RECORDED INFORMATION

——

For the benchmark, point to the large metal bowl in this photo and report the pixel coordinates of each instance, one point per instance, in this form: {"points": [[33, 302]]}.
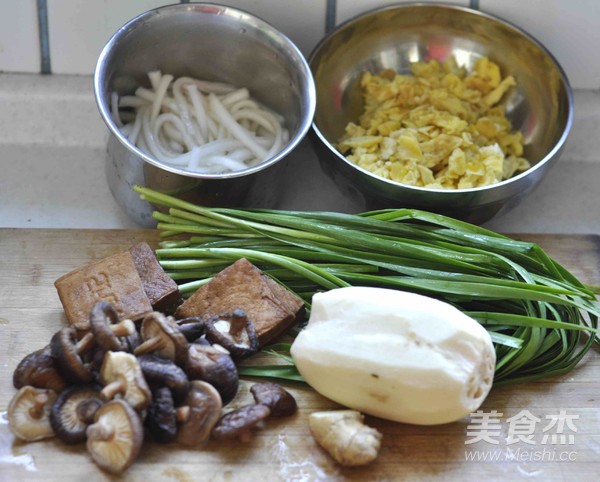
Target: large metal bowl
{"points": [[210, 42], [541, 106]]}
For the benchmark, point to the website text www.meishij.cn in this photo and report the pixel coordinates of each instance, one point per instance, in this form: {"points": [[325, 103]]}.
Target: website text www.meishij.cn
{"points": [[523, 437]]}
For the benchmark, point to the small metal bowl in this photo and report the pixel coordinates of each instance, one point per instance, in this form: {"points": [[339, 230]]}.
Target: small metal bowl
{"points": [[215, 43], [541, 106]]}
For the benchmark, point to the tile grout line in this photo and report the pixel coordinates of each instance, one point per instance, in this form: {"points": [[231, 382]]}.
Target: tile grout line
{"points": [[42, 8]]}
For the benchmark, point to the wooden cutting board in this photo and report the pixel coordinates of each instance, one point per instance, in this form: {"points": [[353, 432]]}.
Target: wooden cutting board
{"points": [[30, 312]]}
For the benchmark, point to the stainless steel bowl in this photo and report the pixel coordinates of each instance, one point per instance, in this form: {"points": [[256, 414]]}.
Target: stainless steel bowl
{"points": [[541, 106], [210, 42]]}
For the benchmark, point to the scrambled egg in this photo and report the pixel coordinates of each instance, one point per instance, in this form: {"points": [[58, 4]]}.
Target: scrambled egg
{"points": [[441, 127]]}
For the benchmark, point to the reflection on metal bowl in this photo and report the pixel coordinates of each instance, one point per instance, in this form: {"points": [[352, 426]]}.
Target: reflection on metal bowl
{"points": [[541, 106], [209, 42]]}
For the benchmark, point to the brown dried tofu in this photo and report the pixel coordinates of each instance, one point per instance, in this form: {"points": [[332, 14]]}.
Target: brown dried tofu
{"points": [[160, 289], [114, 279], [243, 286]]}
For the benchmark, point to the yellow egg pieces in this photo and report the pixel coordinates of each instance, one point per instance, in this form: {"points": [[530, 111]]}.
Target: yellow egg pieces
{"points": [[441, 127]]}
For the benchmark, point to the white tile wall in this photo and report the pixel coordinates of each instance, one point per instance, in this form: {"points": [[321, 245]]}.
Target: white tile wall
{"points": [[79, 28], [19, 39], [569, 29]]}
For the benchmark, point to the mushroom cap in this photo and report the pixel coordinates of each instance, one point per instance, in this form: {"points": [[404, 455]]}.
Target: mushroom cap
{"points": [[214, 365], [173, 345], [238, 423], [233, 331], [124, 368], [204, 403], [102, 316], [115, 438], [161, 418], [280, 401], [160, 372], [64, 348], [74, 410], [29, 413], [39, 369]]}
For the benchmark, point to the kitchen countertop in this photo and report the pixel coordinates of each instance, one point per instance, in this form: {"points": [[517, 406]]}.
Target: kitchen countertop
{"points": [[52, 143]]}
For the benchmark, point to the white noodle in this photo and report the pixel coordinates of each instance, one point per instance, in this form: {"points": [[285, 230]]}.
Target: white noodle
{"points": [[232, 126], [202, 126], [114, 109], [160, 93], [154, 78], [199, 109], [235, 97], [184, 112], [135, 130]]}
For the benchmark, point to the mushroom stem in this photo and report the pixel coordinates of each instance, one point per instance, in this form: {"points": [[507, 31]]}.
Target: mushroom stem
{"points": [[182, 414], [125, 327], [85, 344], [37, 409], [113, 388], [245, 436], [151, 344], [87, 410], [101, 431]]}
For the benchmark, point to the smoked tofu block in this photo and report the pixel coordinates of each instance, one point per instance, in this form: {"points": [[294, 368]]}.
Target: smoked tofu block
{"points": [[160, 289], [114, 279], [271, 307]]}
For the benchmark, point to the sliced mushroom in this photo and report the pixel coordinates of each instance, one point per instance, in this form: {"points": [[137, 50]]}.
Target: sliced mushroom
{"points": [[198, 414], [29, 413], [162, 337], [280, 401], [239, 423], [115, 438], [121, 374], [213, 364], [75, 409], [235, 332], [68, 350], [160, 372], [109, 332], [192, 328], [39, 369], [161, 419]]}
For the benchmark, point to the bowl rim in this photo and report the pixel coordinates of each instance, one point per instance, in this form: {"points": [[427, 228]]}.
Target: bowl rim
{"points": [[558, 146], [210, 9]]}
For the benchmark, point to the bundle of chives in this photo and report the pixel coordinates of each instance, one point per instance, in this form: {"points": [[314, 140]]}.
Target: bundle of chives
{"points": [[542, 319]]}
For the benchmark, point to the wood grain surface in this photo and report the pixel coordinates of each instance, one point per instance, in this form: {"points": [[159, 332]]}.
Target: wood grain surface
{"points": [[30, 312]]}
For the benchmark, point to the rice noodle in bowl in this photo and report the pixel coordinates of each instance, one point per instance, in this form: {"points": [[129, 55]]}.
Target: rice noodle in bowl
{"points": [[197, 125]]}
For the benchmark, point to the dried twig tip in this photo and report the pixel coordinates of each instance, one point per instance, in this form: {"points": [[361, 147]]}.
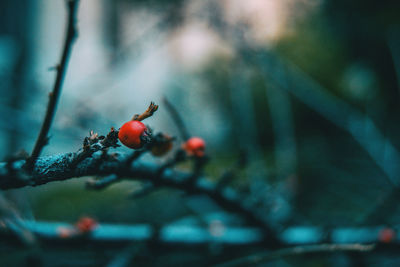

——

WRITTEN REQUEST
Extract each line of the listing that contains the string "board", and copy every such line in full.

CORRECT RESPONSE
For the benchmark, point to the wooden cutting board in this photo and report the pixel coordinates of each instance, one point per instance, in this form: {"points": [[353, 432]]}.
Target: wooden cutting board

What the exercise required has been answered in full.